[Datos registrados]

◇ ◇ ◇

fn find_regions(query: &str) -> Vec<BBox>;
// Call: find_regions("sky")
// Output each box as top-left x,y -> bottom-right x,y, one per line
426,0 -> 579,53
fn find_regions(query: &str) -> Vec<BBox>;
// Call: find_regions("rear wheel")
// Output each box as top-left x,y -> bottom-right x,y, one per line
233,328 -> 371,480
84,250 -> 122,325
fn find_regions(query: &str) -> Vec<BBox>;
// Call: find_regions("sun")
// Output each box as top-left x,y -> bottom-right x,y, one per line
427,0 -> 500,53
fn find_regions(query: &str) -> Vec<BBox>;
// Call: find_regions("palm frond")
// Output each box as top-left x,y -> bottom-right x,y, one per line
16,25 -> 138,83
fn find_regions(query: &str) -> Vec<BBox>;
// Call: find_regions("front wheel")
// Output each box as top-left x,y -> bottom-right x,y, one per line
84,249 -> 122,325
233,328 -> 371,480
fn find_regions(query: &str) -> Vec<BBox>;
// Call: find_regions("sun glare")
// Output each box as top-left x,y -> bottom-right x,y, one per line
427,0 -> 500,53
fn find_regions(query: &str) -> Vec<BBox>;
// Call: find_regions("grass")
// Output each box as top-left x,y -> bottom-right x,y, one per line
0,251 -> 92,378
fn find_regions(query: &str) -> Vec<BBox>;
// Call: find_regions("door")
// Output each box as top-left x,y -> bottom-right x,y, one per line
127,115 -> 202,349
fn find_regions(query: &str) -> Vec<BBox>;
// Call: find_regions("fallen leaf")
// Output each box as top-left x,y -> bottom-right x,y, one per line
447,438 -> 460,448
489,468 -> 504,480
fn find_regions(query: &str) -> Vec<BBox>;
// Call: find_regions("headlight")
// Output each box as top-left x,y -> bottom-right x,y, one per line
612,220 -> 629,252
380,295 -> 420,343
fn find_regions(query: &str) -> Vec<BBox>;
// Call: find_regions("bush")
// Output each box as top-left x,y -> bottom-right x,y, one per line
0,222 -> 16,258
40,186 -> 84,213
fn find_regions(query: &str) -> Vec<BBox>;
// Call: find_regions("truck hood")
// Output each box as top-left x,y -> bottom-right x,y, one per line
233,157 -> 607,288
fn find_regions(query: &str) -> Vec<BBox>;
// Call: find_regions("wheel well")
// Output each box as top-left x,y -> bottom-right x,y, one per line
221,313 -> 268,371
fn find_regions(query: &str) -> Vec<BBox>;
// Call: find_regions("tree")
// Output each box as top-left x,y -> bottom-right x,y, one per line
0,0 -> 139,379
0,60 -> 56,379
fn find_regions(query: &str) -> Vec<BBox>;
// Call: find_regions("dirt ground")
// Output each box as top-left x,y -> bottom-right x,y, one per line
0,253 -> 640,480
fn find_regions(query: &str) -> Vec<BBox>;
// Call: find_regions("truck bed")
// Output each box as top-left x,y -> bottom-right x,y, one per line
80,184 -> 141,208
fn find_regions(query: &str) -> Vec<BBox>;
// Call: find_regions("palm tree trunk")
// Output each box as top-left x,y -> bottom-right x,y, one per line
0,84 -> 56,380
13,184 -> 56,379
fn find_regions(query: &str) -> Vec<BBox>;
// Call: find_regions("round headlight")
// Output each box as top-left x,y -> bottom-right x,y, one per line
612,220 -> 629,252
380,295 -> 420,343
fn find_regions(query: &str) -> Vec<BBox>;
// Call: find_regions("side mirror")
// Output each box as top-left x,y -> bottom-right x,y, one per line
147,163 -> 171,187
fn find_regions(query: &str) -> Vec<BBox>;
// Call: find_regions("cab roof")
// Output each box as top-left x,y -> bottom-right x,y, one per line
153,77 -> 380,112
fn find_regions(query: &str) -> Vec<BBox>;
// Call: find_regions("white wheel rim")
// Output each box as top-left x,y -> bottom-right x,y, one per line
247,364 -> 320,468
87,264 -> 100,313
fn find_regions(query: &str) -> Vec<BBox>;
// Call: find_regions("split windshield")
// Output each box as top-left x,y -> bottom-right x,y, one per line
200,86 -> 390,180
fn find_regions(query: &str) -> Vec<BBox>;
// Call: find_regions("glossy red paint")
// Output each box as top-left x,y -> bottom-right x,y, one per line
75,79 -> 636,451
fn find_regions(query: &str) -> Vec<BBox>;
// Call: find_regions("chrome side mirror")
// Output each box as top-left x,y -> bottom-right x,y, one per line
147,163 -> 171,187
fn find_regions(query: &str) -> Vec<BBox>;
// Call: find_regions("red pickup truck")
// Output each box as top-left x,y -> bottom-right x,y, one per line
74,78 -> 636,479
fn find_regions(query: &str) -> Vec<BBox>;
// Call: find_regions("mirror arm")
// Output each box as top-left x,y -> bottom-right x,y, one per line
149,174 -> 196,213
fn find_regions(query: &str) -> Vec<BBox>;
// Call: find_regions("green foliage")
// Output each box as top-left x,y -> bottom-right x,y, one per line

◇ ◇ ◇

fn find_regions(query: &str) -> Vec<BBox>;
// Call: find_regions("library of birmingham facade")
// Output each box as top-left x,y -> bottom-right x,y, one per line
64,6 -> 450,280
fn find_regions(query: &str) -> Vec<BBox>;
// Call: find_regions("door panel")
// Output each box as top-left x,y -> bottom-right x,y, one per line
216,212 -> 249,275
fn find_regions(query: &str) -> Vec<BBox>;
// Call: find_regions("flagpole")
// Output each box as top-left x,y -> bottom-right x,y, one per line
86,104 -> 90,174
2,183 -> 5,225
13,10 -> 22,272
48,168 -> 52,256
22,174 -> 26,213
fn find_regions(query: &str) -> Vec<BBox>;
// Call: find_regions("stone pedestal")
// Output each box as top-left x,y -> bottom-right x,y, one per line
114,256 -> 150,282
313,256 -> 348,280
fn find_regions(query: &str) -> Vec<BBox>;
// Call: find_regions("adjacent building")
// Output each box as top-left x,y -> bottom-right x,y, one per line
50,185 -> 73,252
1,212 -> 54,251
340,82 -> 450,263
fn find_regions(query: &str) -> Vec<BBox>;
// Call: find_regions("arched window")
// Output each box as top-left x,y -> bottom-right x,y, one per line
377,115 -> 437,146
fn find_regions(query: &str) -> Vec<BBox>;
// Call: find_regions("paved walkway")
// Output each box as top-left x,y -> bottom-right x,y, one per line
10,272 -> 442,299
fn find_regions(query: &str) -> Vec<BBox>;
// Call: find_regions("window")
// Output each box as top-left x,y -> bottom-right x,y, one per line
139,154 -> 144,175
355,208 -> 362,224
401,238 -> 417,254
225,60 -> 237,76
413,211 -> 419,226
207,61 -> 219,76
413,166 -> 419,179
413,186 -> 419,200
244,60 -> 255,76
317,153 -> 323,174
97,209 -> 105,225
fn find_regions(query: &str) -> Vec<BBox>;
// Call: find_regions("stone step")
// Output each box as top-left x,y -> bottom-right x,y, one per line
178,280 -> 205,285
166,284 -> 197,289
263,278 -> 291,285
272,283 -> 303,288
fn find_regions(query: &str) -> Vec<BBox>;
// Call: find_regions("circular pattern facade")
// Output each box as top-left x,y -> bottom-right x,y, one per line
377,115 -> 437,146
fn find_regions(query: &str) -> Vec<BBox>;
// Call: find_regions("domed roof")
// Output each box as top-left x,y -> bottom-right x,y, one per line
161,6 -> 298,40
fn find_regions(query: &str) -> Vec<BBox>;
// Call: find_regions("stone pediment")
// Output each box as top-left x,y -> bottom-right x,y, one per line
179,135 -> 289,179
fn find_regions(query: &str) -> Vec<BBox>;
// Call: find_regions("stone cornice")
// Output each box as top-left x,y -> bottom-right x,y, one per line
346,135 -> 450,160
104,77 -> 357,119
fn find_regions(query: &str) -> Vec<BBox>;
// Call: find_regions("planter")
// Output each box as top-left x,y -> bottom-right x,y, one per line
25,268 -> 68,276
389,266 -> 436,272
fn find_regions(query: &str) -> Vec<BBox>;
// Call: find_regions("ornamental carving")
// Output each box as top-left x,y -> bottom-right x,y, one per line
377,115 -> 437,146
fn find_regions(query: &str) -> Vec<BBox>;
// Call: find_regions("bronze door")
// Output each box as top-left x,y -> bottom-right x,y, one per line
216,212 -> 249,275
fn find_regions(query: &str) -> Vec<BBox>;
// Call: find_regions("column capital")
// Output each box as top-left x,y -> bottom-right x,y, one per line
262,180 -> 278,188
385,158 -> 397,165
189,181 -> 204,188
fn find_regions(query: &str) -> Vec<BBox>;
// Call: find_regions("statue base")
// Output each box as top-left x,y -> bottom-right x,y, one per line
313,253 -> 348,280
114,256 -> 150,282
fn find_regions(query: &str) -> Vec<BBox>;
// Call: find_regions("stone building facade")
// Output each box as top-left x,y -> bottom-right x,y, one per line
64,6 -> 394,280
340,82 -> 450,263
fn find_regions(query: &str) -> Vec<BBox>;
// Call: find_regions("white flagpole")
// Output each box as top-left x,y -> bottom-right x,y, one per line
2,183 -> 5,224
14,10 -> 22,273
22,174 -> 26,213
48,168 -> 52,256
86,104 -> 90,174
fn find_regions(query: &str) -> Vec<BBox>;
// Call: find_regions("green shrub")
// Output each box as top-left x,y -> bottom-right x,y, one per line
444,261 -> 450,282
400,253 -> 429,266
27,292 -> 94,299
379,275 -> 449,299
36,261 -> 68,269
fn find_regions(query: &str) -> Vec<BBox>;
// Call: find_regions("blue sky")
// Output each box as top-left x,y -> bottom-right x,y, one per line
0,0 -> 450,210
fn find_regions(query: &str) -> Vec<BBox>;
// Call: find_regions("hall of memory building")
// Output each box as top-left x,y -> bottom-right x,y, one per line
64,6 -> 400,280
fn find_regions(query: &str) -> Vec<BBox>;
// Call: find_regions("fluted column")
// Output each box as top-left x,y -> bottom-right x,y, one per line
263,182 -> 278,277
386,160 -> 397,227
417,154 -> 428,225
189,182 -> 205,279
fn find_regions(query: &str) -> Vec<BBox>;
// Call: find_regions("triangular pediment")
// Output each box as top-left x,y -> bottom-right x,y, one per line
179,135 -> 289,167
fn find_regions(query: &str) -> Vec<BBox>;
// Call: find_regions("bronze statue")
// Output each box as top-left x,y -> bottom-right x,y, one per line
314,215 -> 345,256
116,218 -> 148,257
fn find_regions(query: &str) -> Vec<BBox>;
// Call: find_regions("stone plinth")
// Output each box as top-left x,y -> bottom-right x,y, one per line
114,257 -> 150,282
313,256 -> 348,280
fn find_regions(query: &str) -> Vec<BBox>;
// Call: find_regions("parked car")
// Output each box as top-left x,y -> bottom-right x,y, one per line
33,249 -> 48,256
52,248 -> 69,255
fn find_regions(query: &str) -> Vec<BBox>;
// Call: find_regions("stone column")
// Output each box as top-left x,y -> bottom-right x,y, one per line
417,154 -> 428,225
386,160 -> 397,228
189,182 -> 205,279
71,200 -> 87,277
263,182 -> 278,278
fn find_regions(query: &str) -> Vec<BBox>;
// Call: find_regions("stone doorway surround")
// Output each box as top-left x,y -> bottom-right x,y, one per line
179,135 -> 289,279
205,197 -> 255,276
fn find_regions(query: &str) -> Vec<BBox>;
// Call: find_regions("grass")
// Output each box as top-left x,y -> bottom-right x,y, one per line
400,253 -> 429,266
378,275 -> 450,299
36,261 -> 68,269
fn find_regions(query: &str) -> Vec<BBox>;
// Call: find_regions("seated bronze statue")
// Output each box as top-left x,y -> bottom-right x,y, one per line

◇ ◇ ◇

• Qué se pide
Selecciona en los registros anteriores cada línea que contenga la palabra "pediment" y cópiala.

• Respuesta completa
// Call: find_regions("stone pediment")
// Call: find_regions("triangular pediment")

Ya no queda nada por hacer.